- Given request -
Repeat the material below exactly, with no pictures.
━━━━━ Information supplied ━━━━━
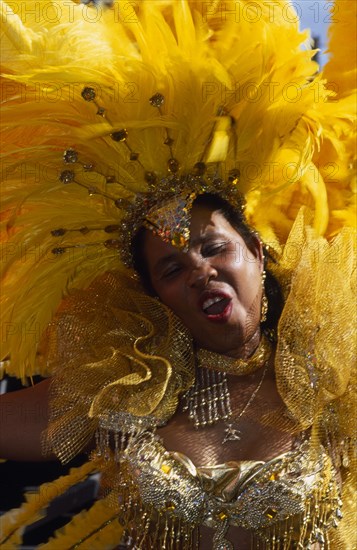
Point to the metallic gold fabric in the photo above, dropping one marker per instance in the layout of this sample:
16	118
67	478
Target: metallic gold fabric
113	348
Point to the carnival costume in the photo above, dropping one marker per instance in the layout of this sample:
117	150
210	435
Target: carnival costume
120	117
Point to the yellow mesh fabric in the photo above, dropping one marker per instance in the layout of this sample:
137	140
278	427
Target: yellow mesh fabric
111	350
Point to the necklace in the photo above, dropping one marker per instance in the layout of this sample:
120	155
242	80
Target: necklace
231	432
230	365
208	401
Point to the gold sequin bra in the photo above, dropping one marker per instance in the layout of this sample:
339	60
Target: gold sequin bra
288	502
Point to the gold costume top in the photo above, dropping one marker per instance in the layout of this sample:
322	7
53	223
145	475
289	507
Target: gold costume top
103	106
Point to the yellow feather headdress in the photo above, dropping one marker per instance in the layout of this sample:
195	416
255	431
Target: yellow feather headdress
202	59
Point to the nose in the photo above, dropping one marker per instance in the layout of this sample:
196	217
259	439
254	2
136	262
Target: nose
201	273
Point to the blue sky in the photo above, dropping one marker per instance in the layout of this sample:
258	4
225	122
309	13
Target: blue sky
315	14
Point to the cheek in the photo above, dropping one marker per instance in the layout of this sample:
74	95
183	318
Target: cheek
169	295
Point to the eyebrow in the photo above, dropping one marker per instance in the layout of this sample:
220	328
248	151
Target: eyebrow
207	236
161	264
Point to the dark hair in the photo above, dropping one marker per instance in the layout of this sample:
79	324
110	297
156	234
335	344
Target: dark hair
236	218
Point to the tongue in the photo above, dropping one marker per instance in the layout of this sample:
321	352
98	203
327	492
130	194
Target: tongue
217	308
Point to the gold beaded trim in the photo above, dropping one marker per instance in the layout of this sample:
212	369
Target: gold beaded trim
231	365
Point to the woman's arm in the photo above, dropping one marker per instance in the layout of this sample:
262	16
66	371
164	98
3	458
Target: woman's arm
23	418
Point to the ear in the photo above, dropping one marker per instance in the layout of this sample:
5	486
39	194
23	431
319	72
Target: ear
256	247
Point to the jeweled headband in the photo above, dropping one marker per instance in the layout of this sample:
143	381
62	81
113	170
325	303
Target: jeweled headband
165	208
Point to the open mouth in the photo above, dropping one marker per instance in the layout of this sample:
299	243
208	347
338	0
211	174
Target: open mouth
216	306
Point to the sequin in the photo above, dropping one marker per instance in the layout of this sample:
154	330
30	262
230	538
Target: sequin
70	156
157	100
67	176
120	135
88	94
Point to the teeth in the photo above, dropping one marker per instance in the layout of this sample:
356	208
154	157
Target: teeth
210	301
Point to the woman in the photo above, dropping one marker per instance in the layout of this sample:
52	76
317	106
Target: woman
261	457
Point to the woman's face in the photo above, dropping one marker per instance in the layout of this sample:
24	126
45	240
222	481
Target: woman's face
215	287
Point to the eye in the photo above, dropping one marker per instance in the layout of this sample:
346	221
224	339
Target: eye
213	249
171	271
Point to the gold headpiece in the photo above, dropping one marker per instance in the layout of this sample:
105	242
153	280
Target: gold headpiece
165	209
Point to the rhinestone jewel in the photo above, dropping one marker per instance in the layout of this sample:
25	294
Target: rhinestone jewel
168	141
120	135
199	168
157	100
173	166
67	176
111	228
58	251
112	243
58	232
150	177
70	156
88	94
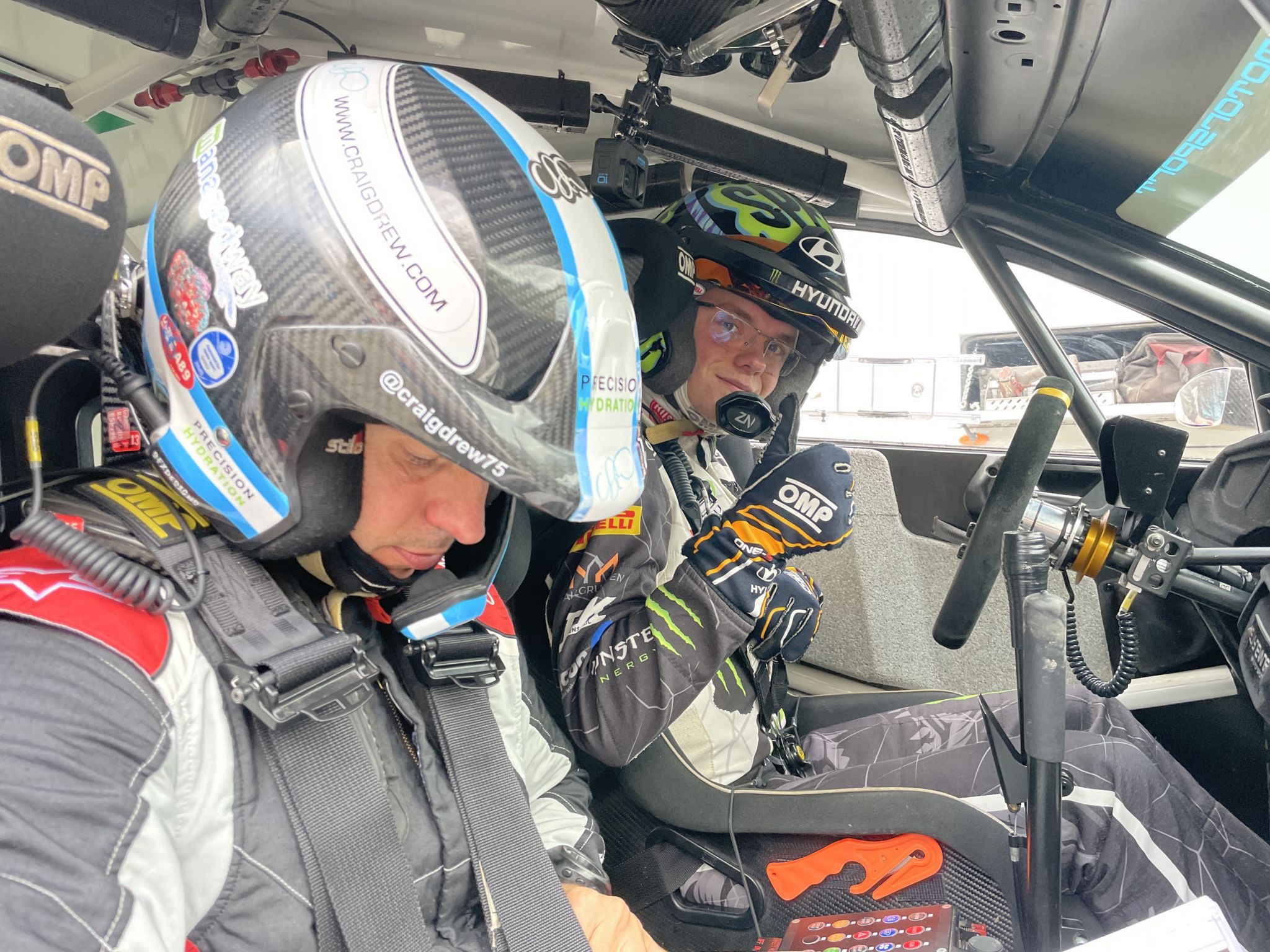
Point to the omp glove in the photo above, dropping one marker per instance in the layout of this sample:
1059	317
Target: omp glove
━━━━━
- Output of the exercise -
Point to the metallic gold fabric in the photo above, dropping one marker per instance in the layout of this sample:
16	118
67	478
Target: metallic gold fabric
113	348
Point to the carnival costume in the photo above, dropping one marker per instance in the layout of this sample:
117	150
210	435
Target: carnival costume
120	117
Point to the yellow mesh fabric in the photo above, dropping one marker per instance in the layout of this sample:
137	140
278	427
Target: yellow mesh fabric
111	350
Point to the necklace in the photo above, dropping one marker per instance in the layout of this sample:
120	155
242	80
Target: necklace
231	432
230	365
208	401
Point to the gold sequin bra in the photo above, dropping one marker per instance in the layout of this sample:
339	60
Target: gold sequin bra
288	502
Point to the gold costume top in the photo above, dropping one marker per instance in the layout of this sample:
322	7
53	223
145	475
289	507
Target: gold costume top
103	106
Point to the yellow feather headdress in the photo above, dropping one marker per instance in the layout of this sample:
195	416
255	431
Target: yellow feather headdress
202	59
Point to the nose in the photo above, dropping one marker per instance in the layout of this sample:
196	217
259	439
254	2
136	262
Target: nose
201	273
Point to the blue sky in the photo above, dropping one marker per instance in the layout of this sample:
258	4
225	122
309	13
Target: blue sky
315	14
Point to the cheek in the photo above, dropping one marker per instance in the layout of this sample:
74	95
183	318
Target: cheek
169	295
Point to the eyebrow in the photo above, dropping one marker per instance in the layout of this sample:
220	328
248	151
Target: eyebrow
207	236
161	264
Point to the dark hair in the photo above, dropping one marker per instance in the layout of this sample:
79	324
110	297
156	234
335	344
Target: dark hair
236	218
Point to the tongue in the photo above, dropping one marker per instance in the layout of this sample:
321	352
98	203
327	492
130	194
Target: tongue
217	308
Point to the gold beaded trim in the photo above, dropping one marker per instance in the layout of this sample:
212	369
Target: gold beaded trim
231	365
Point to the woman's arm in the photo above, dropping one marker per instance in the layout of this sample:
262	16
66	371
164	98
3	458
Target: woman's arm
23	418
Point to the ear in the photo above, dropping one marker per instance in the layout of this sample:
5	486
39	194
23	431
319	72
Target: ear
256	247
Point to the jeweled headband in the photo above, dropping one marker per instance in the layout of this sample:
143	381
62	81
113	170
325	303
Target: jeweled headband
165	208
Point to the open mouth in the photo above, dropping one marker per instance in the layout of this sample:
299	243
208	347
338	0
211	174
Target: open mouth
216	306
Point to the sequin in the photo above, dropping one marker per instance in the layout of this sample:
154	330
30	262
230	538
Target: sequin
70	156
157	100
67	176
120	135
88	94
Point to the teeth in the photo above, dropping one marker per instance in the layout of this sample:
356	208
154	157
Target: teeth
210	301
Point to the woman in the photo above, dropping one marker per instance in the layout of this sample:
52	76
317	106
Target: woman
261	457
Point to the woman's face in the photo above, dropping one marker per instance in the layout of this sample:
24	126
45	240
222	481
Target: woman's face
215	287
Point to the eye in the photo above, dropping one marker per instance in the layout of this sample:
346	221
224	339
Target: eye
213	249
171	271
Point to the gold headpiece in the photo above, dropping one marker per instance in the layout of this sample:
105	242
153	280
Target: gold headpiece
165	209
Point to the rhinestone jewel in the photo above, dropping one marker per instance in the layout of this sample:
25	294
Target: rhinestone jewel
168	141
120	135
199	168
157	100
173	166
67	176
111	228
58	251
112	243
58	232
150	177
70	156
88	94
Point to the omp glove in the photo above, dropping one marker per instance in the layout of this sample:
1059	317
Target: omp glove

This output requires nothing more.